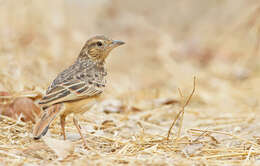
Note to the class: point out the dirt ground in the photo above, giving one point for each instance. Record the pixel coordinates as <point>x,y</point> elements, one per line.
<point>151,77</point>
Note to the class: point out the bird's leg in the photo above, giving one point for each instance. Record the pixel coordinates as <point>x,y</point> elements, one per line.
<point>75,120</point>
<point>62,123</point>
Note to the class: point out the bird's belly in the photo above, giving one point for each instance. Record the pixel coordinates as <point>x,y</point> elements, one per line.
<point>79,106</point>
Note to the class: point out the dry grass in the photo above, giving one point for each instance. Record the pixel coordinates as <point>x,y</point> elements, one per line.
<point>167,45</point>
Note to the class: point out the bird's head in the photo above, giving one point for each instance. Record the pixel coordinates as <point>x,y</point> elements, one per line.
<point>98,47</point>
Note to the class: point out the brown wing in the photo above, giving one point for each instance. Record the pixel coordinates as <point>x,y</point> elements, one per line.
<point>68,91</point>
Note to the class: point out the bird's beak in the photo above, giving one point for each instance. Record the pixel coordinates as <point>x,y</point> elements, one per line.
<point>116,43</point>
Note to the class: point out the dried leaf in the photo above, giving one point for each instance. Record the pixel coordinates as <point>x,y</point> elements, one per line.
<point>60,147</point>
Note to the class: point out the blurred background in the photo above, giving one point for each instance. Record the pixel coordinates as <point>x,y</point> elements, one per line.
<point>168,42</point>
<point>38,39</point>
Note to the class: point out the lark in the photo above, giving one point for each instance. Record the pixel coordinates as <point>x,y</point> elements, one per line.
<point>77,88</point>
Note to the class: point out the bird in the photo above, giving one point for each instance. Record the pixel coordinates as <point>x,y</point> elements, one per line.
<point>76,89</point>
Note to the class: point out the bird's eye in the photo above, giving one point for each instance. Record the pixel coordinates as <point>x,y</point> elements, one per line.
<point>99,43</point>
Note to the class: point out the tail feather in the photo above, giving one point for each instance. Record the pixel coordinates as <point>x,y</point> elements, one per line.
<point>41,127</point>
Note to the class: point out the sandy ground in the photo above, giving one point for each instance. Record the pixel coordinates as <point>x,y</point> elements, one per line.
<point>168,43</point>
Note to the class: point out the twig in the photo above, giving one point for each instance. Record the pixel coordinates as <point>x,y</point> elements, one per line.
<point>181,113</point>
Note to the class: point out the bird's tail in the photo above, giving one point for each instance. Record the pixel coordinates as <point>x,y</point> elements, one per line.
<point>47,117</point>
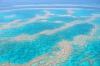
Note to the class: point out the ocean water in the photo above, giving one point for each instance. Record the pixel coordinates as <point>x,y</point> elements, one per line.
<point>50,37</point>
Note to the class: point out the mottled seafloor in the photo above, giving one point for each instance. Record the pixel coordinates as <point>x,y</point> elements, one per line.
<point>50,37</point>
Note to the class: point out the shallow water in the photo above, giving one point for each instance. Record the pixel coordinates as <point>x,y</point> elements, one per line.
<point>47,31</point>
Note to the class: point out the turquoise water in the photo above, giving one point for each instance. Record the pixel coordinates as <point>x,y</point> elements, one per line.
<point>21,52</point>
<point>31,28</point>
<point>19,14</point>
<point>90,51</point>
<point>75,30</point>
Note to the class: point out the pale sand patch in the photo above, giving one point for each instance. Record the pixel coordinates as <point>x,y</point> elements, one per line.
<point>31,20</point>
<point>10,16</point>
<point>92,17</point>
<point>63,54</point>
<point>45,32</point>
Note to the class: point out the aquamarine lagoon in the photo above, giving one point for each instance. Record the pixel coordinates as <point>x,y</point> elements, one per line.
<point>50,37</point>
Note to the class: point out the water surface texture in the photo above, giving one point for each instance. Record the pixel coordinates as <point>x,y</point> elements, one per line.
<point>50,37</point>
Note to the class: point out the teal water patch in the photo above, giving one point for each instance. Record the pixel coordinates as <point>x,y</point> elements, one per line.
<point>65,19</point>
<point>31,28</point>
<point>56,12</point>
<point>84,12</point>
<point>78,29</point>
<point>90,51</point>
<point>96,21</point>
<point>19,14</point>
<point>24,51</point>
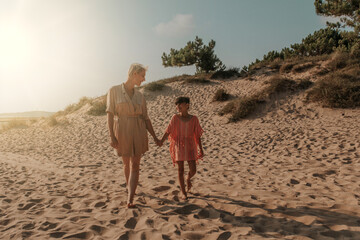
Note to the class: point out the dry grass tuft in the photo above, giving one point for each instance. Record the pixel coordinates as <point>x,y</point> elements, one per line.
<point>221,95</point>
<point>338,90</point>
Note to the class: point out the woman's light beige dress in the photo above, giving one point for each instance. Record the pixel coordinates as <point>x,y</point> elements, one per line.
<point>129,121</point>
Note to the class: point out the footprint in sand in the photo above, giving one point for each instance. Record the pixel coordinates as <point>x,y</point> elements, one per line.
<point>82,235</point>
<point>26,207</point>
<point>98,229</point>
<point>47,225</point>
<point>224,236</point>
<point>131,223</point>
<point>100,204</point>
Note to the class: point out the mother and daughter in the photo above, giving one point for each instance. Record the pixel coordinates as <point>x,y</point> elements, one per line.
<point>128,124</point>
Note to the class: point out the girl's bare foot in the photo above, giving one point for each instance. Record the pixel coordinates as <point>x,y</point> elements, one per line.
<point>184,197</point>
<point>189,184</point>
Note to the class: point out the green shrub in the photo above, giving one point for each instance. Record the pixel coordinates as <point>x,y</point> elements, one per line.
<point>304,84</point>
<point>243,107</point>
<point>286,67</point>
<point>154,86</point>
<point>339,60</point>
<point>279,84</point>
<point>221,95</point>
<point>196,81</point>
<point>337,90</point>
<point>303,67</point>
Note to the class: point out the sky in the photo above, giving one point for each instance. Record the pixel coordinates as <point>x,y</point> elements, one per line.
<point>53,52</point>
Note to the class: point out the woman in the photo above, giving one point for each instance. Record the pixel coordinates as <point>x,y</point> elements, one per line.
<point>128,124</point>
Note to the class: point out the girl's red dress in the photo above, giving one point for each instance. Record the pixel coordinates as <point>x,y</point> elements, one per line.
<point>184,138</point>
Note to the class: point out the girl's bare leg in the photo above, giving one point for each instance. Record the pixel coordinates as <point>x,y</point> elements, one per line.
<point>126,162</point>
<point>133,178</point>
<point>181,178</point>
<point>192,172</point>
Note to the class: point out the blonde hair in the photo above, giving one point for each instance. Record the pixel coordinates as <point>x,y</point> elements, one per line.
<point>136,68</point>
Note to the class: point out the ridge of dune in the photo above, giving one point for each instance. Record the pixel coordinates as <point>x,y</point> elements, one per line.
<point>288,171</point>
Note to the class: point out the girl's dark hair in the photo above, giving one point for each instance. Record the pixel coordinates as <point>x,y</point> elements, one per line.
<point>180,100</point>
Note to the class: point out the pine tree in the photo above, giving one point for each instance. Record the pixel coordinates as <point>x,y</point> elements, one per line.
<point>194,53</point>
<point>347,10</point>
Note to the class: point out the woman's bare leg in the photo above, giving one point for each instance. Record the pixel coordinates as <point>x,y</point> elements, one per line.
<point>134,177</point>
<point>181,177</point>
<point>126,163</point>
<point>192,172</point>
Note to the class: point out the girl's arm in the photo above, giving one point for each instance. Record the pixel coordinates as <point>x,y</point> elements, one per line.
<point>151,130</point>
<point>201,149</point>
<point>166,135</point>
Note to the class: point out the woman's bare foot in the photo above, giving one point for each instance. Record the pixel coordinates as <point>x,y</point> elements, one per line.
<point>189,184</point>
<point>131,205</point>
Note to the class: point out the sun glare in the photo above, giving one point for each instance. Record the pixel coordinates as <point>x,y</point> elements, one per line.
<point>15,47</point>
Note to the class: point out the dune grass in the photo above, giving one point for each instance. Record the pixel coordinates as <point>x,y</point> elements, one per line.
<point>338,90</point>
<point>98,107</point>
<point>240,108</point>
<point>220,96</point>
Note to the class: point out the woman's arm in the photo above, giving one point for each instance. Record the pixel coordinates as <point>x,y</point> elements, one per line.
<point>200,147</point>
<point>110,120</point>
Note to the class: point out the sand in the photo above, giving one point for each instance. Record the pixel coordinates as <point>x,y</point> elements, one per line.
<point>289,171</point>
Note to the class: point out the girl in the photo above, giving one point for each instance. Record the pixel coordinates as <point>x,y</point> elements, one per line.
<point>184,132</point>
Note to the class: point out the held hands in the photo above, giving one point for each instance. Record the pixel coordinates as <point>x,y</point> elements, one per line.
<point>158,142</point>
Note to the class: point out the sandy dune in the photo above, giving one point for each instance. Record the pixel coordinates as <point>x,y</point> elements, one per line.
<point>290,171</point>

**SET EXERCISE**
Copy the rows from the start through the line containing "<point>68,91</point>", both ends included, with each answer point shifted by adding 100 to both its x and y coordinates. Leave the pictures out.

**SOLUTION BELOW**
Note to the class: point out the dirt ground in the photo above, giving one point for each instance. Record the pixel coordinates as <point>x,y</point> elements, one per line.
<point>251,177</point>
Note to the class: point out the bird's leg in the photo above, giving one point for each instance. Record the pixel coordinates as <point>x,y</point> elements, one per line.
<point>175,220</point>
<point>162,223</point>
Note to the class: point out the bird's belly in the photo above, giving one point for each instance. Record the pixel coordinates as <point>x,y</point> elements, one per line.
<point>179,206</point>
Note to the class: point out the dry grass in the photo above, giving one point for each instance. Record the pixel coordinates as <point>x,y</point> elements, one per line.
<point>267,145</point>
Note to the class: point out the bird's head in the photo above, giving one point for each instance. Record the pixel coordinates as <point>x,y</point> elements, one per line.
<point>198,147</point>
Note to the class: point out the brown wing in the photo above, giving one point for each instance. Record the pixel coordinates as <point>x,y</point> elements, one per line.
<point>168,191</point>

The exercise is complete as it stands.